White House Fellows Class Includes Current, Former Officers
American Forces Press Service
WASHINGTON, Sept. 5, 2012 Six current or former military officers have been appointed to the 2012-2013 class of White House Fellows, the President’s Commission on White House Fellowships announced yesterday.
Then-President Lyndon B. Johnson created the White House Fellows Program in 1964 to give promising American leaders first-hand, high-level experience with the workings of the federal government, and to increase their sense of participation in national affairs, officials said.
“This unique opportunity to work within our nation’s government is designed to encourage active citizenship and a lifelong commitment to service,” officials said in a news release announcing the appointments. “The Fellows also take part in an education program designed to broaden their knowledge of leadership, policy formulation, and current affairs. Community service is another essential element of the program, and Fellows participate in service projects throughout the year in the Washington, D.C., area.”

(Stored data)
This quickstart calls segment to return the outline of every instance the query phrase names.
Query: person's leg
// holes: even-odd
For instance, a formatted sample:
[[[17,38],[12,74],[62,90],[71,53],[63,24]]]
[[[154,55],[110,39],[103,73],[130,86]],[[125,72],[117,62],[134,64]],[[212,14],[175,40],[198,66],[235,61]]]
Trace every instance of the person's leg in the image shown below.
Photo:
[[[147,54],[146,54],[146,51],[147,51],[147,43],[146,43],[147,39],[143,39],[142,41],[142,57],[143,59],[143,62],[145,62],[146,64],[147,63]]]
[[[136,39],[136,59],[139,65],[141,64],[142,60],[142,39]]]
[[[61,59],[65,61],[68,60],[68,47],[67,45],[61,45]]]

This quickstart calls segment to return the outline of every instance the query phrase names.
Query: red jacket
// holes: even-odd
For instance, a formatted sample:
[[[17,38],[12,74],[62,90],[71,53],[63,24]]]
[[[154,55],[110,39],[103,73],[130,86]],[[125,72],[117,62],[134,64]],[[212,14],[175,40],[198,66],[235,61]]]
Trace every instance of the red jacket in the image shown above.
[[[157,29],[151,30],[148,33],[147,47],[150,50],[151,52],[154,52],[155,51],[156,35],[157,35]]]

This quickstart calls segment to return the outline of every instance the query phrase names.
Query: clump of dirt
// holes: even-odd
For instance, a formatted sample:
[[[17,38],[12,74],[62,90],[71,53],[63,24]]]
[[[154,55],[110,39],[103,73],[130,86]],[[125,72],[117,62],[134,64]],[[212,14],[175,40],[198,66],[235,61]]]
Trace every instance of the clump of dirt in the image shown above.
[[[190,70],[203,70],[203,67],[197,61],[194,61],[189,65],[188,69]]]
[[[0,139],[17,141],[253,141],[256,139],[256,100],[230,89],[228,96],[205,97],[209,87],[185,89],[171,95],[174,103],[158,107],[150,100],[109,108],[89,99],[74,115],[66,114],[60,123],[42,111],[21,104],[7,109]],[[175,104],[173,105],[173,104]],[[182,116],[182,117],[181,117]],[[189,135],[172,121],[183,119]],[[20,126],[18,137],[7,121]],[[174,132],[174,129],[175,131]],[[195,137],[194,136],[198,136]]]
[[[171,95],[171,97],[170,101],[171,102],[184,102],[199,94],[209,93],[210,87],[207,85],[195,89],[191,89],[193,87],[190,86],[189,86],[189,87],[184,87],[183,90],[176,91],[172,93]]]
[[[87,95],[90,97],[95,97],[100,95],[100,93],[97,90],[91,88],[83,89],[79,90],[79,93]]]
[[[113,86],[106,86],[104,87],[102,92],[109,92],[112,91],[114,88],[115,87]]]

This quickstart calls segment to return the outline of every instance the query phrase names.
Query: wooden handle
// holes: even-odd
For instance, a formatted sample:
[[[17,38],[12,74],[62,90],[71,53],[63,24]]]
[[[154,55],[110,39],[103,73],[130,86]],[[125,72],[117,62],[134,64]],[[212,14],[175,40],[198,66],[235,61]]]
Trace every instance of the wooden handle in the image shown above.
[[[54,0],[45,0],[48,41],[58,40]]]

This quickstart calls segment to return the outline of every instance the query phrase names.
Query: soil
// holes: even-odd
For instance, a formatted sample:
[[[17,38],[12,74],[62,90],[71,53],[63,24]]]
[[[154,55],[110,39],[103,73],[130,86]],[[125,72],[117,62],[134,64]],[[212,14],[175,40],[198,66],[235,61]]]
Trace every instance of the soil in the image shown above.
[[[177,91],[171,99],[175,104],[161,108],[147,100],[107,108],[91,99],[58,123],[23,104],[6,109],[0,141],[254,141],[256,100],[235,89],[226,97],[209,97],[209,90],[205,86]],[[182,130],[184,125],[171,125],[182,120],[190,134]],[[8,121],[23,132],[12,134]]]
* * *
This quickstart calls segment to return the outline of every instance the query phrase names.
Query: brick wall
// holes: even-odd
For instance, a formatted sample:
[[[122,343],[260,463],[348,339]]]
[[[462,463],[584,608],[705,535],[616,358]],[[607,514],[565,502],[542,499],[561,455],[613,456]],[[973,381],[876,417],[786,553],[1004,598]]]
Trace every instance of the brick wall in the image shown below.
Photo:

** Problem statement **
Transcribe the passage of the White House Fellows article from "White House Fellows Class" to "affairs, officials said.". The entries have nothing to do with this.

** Answer **
White House Fellows Class Includes Current, Former Officers
American Forces Press Service
WASHINGTON, Sept. 5, 2012 Six current or former military officers have been appointed to the 2012-2013 class of White House Fellows, the President’s Commission on White House Fellowships announced yesterday.
Then-President Lyndon B. Johnson created the White House Fellows Program in 1964 to give promising American leaders first-hand, high-level experience with the workings of the federal government, and to increase their sense of participation in national affairs, officials said.